>>

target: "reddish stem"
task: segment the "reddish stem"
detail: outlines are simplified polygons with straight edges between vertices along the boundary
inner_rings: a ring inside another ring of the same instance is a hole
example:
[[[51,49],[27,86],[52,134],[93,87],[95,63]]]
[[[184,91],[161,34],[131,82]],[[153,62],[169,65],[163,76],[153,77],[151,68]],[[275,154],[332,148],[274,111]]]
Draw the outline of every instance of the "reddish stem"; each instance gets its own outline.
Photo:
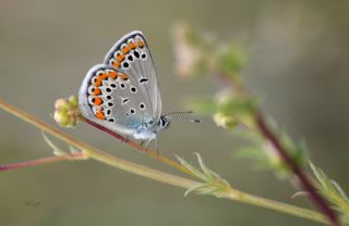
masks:
[[[324,215],[327,216],[333,226],[338,226],[338,217],[333,209],[329,208],[328,203],[325,199],[317,192],[314,185],[304,174],[302,168],[297,164],[297,162],[288,154],[287,149],[281,145],[280,140],[275,136],[275,134],[267,126],[264,116],[262,113],[256,113],[256,124],[261,134],[267,139],[276,149],[279,156],[287,164],[287,166],[292,171],[292,173],[297,176],[298,183],[302,189],[308,191],[310,198],[314,202],[314,204],[322,211]]]
[[[99,130],[105,131],[108,135],[110,135],[110,136],[119,139],[119,140],[125,142],[127,145],[137,149],[142,153],[145,153],[148,156],[155,158],[155,159],[166,163],[167,165],[170,165],[170,166],[172,166],[172,167],[174,167],[174,168],[177,168],[177,170],[179,170],[179,171],[181,171],[181,172],[183,172],[185,174],[192,175],[192,173],[186,167],[184,167],[183,165],[174,162],[173,160],[170,160],[170,159],[168,159],[166,156],[163,156],[163,155],[158,154],[157,151],[153,151],[153,150],[149,150],[147,148],[144,148],[141,145],[134,142],[133,140],[130,140],[130,139],[121,136],[120,134],[118,134],[118,133],[116,133],[113,130],[110,130],[110,129],[108,129],[108,128],[106,128],[106,127],[104,127],[104,126],[101,126],[101,125],[99,125],[99,124],[86,118],[86,117],[83,117],[83,121],[86,122],[87,124],[92,125],[93,127],[98,128]]]

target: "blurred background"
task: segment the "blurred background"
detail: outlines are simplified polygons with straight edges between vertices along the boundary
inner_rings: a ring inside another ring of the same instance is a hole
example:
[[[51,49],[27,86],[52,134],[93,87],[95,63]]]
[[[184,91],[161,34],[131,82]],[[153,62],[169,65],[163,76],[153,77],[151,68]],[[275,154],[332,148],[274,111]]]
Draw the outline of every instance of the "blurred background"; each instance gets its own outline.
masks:
[[[221,40],[245,45],[244,76],[263,109],[294,139],[304,138],[312,160],[348,188],[348,1],[53,1],[1,0],[0,97],[41,120],[58,98],[77,93],[85,73],[124,34],[143,30],[152,49],[164,112],[186,110],[191,98],[213,96],[213,78],[174,73],[171,27],[178,21]],[[238,140],[210,117],[176,122],[159,135],[161,153],[195,161],[198,151],[234,188],[312,208],[291,199],[294,188],[234,158]],[[172,172],[119,140],[80,124],[72,136],[133,162]],[[57,141],[57,143],[63,146]],[[0,164],[51,155],[39,130],[0,111]],[[0,221],[22,225],[315,225],[269,210],[183,190],[94,161],[64,162],[1,173]]]

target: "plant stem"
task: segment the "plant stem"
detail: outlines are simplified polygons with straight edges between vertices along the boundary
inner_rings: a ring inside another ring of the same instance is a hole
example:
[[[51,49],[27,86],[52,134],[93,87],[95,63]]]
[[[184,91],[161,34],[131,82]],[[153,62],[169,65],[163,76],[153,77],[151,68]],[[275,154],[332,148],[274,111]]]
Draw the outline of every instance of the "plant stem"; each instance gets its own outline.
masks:
[[[97,129],[99,129],[101,131],[105,131],[108,135],[110,135],[110,136],[119,139],[119,140],[125,142],[127,145],[131,146],[132,148],[135,148],[136,150],[141,151],[142,153],[145,153],[148,156],[155,158],[155,159],[159,160],[160,162],[163,162],[163,163],[165,163],[167,165],[170,165],[170,166],[172,166],[172,167],[174,167],[174,168],[177,168],[177,170],[179,170],[179,171],[181,171],[181,172],[183,172],[185,174],[192,174],[190,171],[188,171],[188,168],[185,168],[181,164],[174,162],[173,160],[170,160],[170,159],[168,159],[166,156],[163,156],[163,155],[158,154],[158,151],[153,151],[153,150],[151,150],[148,148],[145,149],[141,145],[134,142],[133,140],[127,139],[123,136],[121,136],[120,134],[118,134],[116,131],[112,131],[112,130],[110,130],[110,129],[108,129],[108,128],[106,128],[106,127],[104,127],[104,126],[101,126],[101,125],[88,120],[88,118],[83,117],[83,121],[86,122],[87,124],[92,125],[93,127],[95,127],[95,128],[97,128]]]
[[[314,204],[328,217],[332,225],[334,226],[339,225],[338,217],[334,212],[334,210],[329,208],[326,200],[317,192],[314,185],[311,183],[311,180],[306,177],[306,175],[302,171],[301,166],[299,166],[297,162],[288,154],[288,151],[281,145],[280,140],[275,136],[272,129],[269,129],[269,127],[267,126],[265,122],[265,117],[261,112],[256,113],[256,125],[262,136],[274,146],[279,156],[282,159],[286,165],[291,170],[291,172],[297,176],[300,187],[309,193]]]
[[[318,223],[328,224],[327,218],[323,214],[320,214],[303,208],[296,208],[293,205],[289,205],[286,203],[244,193],[239,190],[227,191],[226,198],[232,199],[232,200],[239,200],[241,202],[252,204],[252,205],[263,206],[265,209],[277,210],[279,212],[299,216],[301,218],[308,218],[308,219],[316,221]]]
[[[45,165],[49,163],[65,161],[68,159],[81,158],[82,155],[83,155],[82,153],[77,153],[77,154],[68,154],[64,156],[47,156],[47,158],[31,160],[26,162],[0,165],[0,172],[15,170],[15,168],[24,168],[24,167],[36,166],[36,165]]]
[[[108,164],[113,167],[118,167],[118,168],[121,168],[123,171],[127,171],[127,172],[130,172],[130,173],[133,173],[133,174],[136,174],[140,176],[144,176],[144,177],[157,180],[157,181],[173,185],[173,186],[184,188],[184,189],[192,188],[193,186],[196,186],[200,184],[198,181],[190,180],[190,179],[179,177],[179,176],[176,176],[172,174],[167,174],[167,173],[154,170],[154,168],[139,165],[139,164],[122,160],[120,158],[107,154],[103,151],[99,151],[99,150],[77,140],[77,139],[71,138],[69,135],[51,127],[50,125],[46,124],[45,122],[39,121],[35,116],[7,103],[5,101],[3,101],[1,99],[0,99],[0,108],[8,111],[9,113],[20,117],[21,120],[34,125],[35,127],[40,128],[44,131],[55,136],[56,138],[61,139],[62,141],[67,142],[68,145],[83,151],[83,154],[86,158],[91,158],[91,159],[99,161],[104,164]],[[64,158],[64,159],[68,160],[69,158]],[[46,160],[46,163],[49,162],[49,161],[47,161],[48,160],[47,158],[44,158],[41,160],[34,161],[34,163],[36,163],[36,164],[33,164],[33,161],[32,161],[32,164],[22,164],[22,165],[23,165],[23,167],[37,165],[37,164],[43,163],[43,161],[45,162],[45,160]],[[62,160],[62,159],[56,156],[52,160],[58,161],[58,160]],[[52,161],[52,162],[55,162],[55,161]],[[21,163],[12,164],[12,165],[21,165]],[[17,167],[12,167],[12,168],[17,168]],[[8,170],[11,170],[11,167]],[[289,205],[289,204],[267,200],[267,199],[263,199],[260,197],[255,197],[253,194],[244,193],[242,191],[232,189],[230,187],[226,190],[226,194],[224,197],[229,200],[234,200],[234,201],[240,201],[240,202],[253,204],[256,206],[267,208],[267,209],[284,212],[284,213],[287,213],[287,214],[290,214],[293,216],[312,219],[314,222],[318,222],[318,223],[323,223],[323,224],[328,224],[328,222],[326,221],[326,218],[322,214],[316,213],[314,211],[302,209],[302,208],[297,208],[293,205]]]

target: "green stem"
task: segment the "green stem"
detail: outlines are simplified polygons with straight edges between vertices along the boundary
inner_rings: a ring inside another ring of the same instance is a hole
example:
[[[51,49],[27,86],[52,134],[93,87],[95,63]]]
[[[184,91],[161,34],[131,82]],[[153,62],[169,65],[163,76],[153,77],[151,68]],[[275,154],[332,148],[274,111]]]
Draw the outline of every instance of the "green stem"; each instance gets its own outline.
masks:
[[[3,101],[1,99],[0,99],[0,108],[5,110],[7,112],[20,117],[21,120],[34,125],[35,127],[38,127],[38,128],[43,129],[44,131],[55,136],[56,138],[63,140],[68,145],[72,146],[79,150],[82,150],[84,156],[86,156],[86,158],[91,158],[91,159],[99,161],[104,164],[108,164],[113,167],[121,168],[123,171],[127,171],[127,172],[130,172],[130,173],[133,173],[133,174],[136,174],[140,176],[144,176],[144,177],[157,180],[157,181],[173,185],[173,186],[184,188],[184,189],[189,189],[189,188],[200,184],[198,181],[194,181],[194,180],[179,177],[179,176],[176,176],[172,174],[167,174],[167,173],[154,170],[154,168],[149,168],[149,167],[146,167],[143,165],[139,165],[139,164],[122,160],[120,158],[107,154],[103,151],[99,151],[96,148],[91,147],[91,146],[82,142],[81,140],[71,138],[69,135],[51,127],[47,123],[39,121],[35,116],[7,103],[5,101]],[[328,222],[326,221],[324,215],[322,215],[317,212],[302,209],[302,208],[297,208],[293,205],[289,205],[289,204],[285,204],[285,203],[280,203],[280,202],[276,202],[276,201],[272,201],[272,200],[267,200],[267,199],[263,199],[260,197],[255,197],[253,194],[249,194],[249,193],[244,193],[239,190],[234,190],[230,187],[226,189],[226,194],[224,197],[229,200],[234,200],[234,201],[240,201],[240,202],[249,203],[249,204],[256,205],[256,206],[267,208],[267,209],[284,212],[284,213],[287,213],[287,214],[290,214],[293,216],[312,219],[314,222],[318,222],[318,223],[323,223],[323,224],[328,224]]]
[[[289,204],[286,204],[282,202],[277,202],[274,200],[264,199],[264,198],[256,197],[256,196],[249,194],[249,193],[244,193],[244,192],[241,192],[238,190],[228,191],[226,198],[239,200],[241,202],[262,206],[265,209],[277,210],[279,212],[294,215],[294,216],[298,216],[301,218],[308,218],[308,219],[312,219],[312,221],[315,221],[318,223],[329,225],[327,218],[321,213],[317,213],[317,212],[314,212],[314,211],[311,211],[308,209],[303,209],[303,208],[296,208],[293,205],[289,205]]]

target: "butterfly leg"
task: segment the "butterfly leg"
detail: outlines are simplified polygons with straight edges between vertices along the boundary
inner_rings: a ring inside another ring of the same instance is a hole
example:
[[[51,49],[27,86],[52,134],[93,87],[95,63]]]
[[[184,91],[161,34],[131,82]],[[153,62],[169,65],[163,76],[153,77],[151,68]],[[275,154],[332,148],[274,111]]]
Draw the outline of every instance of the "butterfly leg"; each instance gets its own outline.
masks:
[[[160,152],[159,152],[159,142],[158,142],[157,138],[155,138],[155,147],[156,147],[156,153],[157,153],[157,155],[159,155],[160,154]]]

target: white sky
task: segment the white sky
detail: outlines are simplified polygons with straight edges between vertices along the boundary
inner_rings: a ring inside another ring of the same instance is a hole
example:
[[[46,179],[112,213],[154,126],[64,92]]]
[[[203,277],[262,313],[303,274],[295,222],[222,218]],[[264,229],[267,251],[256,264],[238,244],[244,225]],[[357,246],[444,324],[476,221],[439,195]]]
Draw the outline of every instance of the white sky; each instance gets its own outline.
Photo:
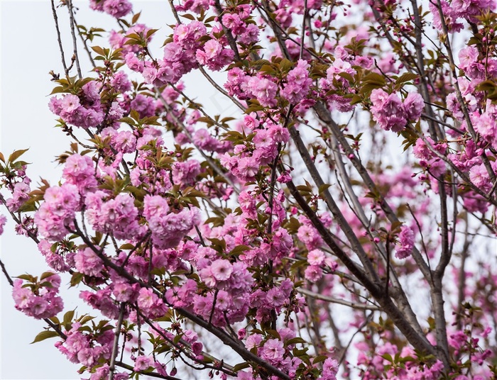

<<

Render the stretch of the entries from the line containing "target: white sky" through the line containing "[[[46,179],[112,213],[154,126],[64,92]]]" as a Markdown table with columns "Row" and "Line". Give each line its row number and omit blank lines.

> _Task output_:
| Row | Line |
|---|---|
| 1 | target: white sky |
| 2 | task: segment the white sky |
| 3 | detail: outlines are simplified polygons with straight edges between vertices along the boundary |
| 4 | inner_rings: a ring inside another ring of the same instance is a hole |
| 5 | example: |
| 6 | [[[46,179],[112,213],[154,126],[64,92]]] |